Ian Rushbrook - Ten Rules for Investment


You probably do not know who is Ian Rushbook. Well he is an investor with a great track record. You can look him up if you want to, but here is one of his most important lessons:


1. Only invest in companies with growth in revenues per share and avoid companies that grow by acquisition.
Mere grows in size is of no benefit to shareholders.  The value of the shares is determined not by the size of the company as a whole but by the revenues, earnings and dividends per share, and their rate of growth.

2. Avoid highly geared companies like the plague - debt is crippling to management flexibility and corporate growth.
Even though this may sound counterintuitive as equity investors are always inclined to think that gearing is good.  Yet the financial graveyard is littered with companies which borrowed too much and came unstuck.

Running a highly geared company also means that the interests of the shareholders is not first in the minds of management but that creditors are.  That is never a good situation.

3. Only invest in companies with an attractive return on total capital employed as opposed to simple and high ROE achieved through debt.
Calculating the return on equity while ignoring the rest of capital employed is a grave mistake. Equity, because of write-offs can also be negative. This would mean that even a small profit will give an infinite ROE.

A better measure of measuring returns is to calculate the return on total capital employed which includes debt, and if you like, deferred tax liabilities which is really an interest free loan from the government.

Return on capital employed is calculated by dividing net profit (before or after tax whatever you prefer) by total equity plus total debt (plus deferred tax liabilities)


4. The market does 95% of the work for you - your problem is not to duplicate research but to identify errors of logic in company evaluations.
Ian gives an example of banks being the dogs of the stock market in the 1970s and 1980s.  Periods of high inflation.

Yet over the five-year period until 2001 banks make shareholders millions.  Not because major broking analysts were not analysing them properly.  It was because most investors had failed to spot how attractive banks had become in the new low inflation environment.

Ian mentions that he was never in favour of and always sceptical of the idea of new macroeconomic paradigms.  He however mentioned that new paradigms for individual companies and sectors really can emerge.  Helping to spot them is an important part of a fund manager's job.


5. Against the market at any point in time, that which looks statistically cheap is probably dear and visa versa. 
What Ian is saying is that there is usually a good reason for apparent valuation anomalies.

This can be summed up as generally speaking the market knows more than you do and there is usually a good reason for apparent anomalies, one market sector being remarkably inexpensive for example.

Be very careful before investing in such anomalies without doing thorough research.


6. Only invest in companies where you would be willing to work for the chief executive.
This can usually be determined to the answering of a few simple questions.

From the coverage in the media would you as a young person gladly follow such a person?
Can he articulate a sound strategy?
Does he have the charisma to give the company a sense of purpose and excitement?


7. If you don’t understand the product or service don’t invest in the company.
The most striking example of this rule took place in the time of the South Sea bubble in 1720 when a company was successfully promoted as "for an undertaking which shall in due time be revealed".

Compare that to the “clicks not profits” idea from the internet bubble and it just goes to show human nature does not change.

> **What this task involves**: Transcribe the passage of the investment rules article between "1. Only invest" and "rate of growth.", inclusive. The data after this text has no part in the work here.

> **Data supplied**:
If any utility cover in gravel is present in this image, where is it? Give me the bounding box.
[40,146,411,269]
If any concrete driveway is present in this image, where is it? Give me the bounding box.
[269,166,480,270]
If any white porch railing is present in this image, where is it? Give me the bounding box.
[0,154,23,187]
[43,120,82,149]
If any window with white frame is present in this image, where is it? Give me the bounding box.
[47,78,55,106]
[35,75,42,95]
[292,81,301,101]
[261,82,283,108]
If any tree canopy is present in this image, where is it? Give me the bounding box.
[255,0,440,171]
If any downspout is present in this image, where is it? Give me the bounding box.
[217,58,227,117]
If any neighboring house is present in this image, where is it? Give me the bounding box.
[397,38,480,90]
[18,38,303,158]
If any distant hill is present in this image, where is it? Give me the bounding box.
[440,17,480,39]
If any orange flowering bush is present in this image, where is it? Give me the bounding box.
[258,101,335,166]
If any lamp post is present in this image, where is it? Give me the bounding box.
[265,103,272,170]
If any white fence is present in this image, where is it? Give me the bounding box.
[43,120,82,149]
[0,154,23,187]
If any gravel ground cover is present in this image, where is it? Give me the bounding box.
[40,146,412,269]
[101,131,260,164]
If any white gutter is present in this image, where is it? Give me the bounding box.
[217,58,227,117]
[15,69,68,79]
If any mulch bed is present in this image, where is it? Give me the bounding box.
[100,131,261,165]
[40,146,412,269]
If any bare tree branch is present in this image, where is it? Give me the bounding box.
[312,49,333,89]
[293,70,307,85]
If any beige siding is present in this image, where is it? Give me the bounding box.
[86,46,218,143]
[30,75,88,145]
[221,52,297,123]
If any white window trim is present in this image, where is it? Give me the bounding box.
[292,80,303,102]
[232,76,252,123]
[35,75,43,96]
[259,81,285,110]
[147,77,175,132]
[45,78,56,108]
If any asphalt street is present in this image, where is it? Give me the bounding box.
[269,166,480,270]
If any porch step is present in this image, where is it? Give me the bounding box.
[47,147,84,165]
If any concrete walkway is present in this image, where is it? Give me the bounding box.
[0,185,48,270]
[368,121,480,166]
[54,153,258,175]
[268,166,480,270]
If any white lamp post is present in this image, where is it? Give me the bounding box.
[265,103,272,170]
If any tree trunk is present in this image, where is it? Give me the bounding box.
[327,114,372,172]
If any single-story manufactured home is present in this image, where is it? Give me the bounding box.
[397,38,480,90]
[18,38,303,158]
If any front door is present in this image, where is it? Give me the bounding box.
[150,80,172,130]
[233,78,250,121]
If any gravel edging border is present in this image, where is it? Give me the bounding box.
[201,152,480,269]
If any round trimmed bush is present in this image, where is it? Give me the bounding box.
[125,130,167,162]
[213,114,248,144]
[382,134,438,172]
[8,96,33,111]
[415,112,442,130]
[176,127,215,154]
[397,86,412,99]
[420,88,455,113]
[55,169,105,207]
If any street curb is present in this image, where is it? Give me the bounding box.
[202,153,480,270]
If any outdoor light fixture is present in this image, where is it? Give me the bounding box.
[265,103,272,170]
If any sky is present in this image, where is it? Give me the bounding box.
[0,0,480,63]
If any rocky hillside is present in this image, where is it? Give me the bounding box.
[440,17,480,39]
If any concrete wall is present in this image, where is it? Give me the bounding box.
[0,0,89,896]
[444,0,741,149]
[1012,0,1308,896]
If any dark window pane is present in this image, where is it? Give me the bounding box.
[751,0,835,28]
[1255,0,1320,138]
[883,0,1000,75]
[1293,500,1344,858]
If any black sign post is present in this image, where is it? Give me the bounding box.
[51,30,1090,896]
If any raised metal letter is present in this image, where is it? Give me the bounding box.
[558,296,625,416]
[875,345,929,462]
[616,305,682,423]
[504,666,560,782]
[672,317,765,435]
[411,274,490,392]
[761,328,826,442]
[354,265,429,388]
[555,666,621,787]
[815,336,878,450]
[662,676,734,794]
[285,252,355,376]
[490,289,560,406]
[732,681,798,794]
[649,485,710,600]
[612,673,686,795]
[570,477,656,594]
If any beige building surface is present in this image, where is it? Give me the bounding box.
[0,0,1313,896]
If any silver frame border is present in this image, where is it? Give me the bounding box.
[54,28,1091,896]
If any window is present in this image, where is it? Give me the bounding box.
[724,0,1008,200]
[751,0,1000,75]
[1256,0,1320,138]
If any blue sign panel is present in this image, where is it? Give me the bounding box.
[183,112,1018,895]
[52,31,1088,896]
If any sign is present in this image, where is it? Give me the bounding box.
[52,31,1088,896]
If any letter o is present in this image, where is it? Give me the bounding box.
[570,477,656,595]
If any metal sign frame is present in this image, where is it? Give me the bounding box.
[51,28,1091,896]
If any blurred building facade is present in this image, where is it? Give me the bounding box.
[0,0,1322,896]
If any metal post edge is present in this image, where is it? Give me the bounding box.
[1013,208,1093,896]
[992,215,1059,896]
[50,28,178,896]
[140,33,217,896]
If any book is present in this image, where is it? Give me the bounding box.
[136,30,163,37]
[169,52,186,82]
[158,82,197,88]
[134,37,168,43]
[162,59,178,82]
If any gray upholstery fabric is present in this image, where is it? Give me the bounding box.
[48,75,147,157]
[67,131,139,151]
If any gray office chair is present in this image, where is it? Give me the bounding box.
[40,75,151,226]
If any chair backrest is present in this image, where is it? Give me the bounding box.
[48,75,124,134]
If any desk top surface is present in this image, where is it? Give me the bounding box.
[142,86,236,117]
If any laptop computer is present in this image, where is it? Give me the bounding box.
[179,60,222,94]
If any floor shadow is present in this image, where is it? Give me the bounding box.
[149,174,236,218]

> **Task answer**:
1. Only invest in companies with growth in revenues per share and avoid companies that grow by acquisition.
Mere grows in size is of no benefit to shareholders.  The value of the shares is determined not by the size of the company as a whole but by the revenues, earnings and dividends per share, and their rate of growth.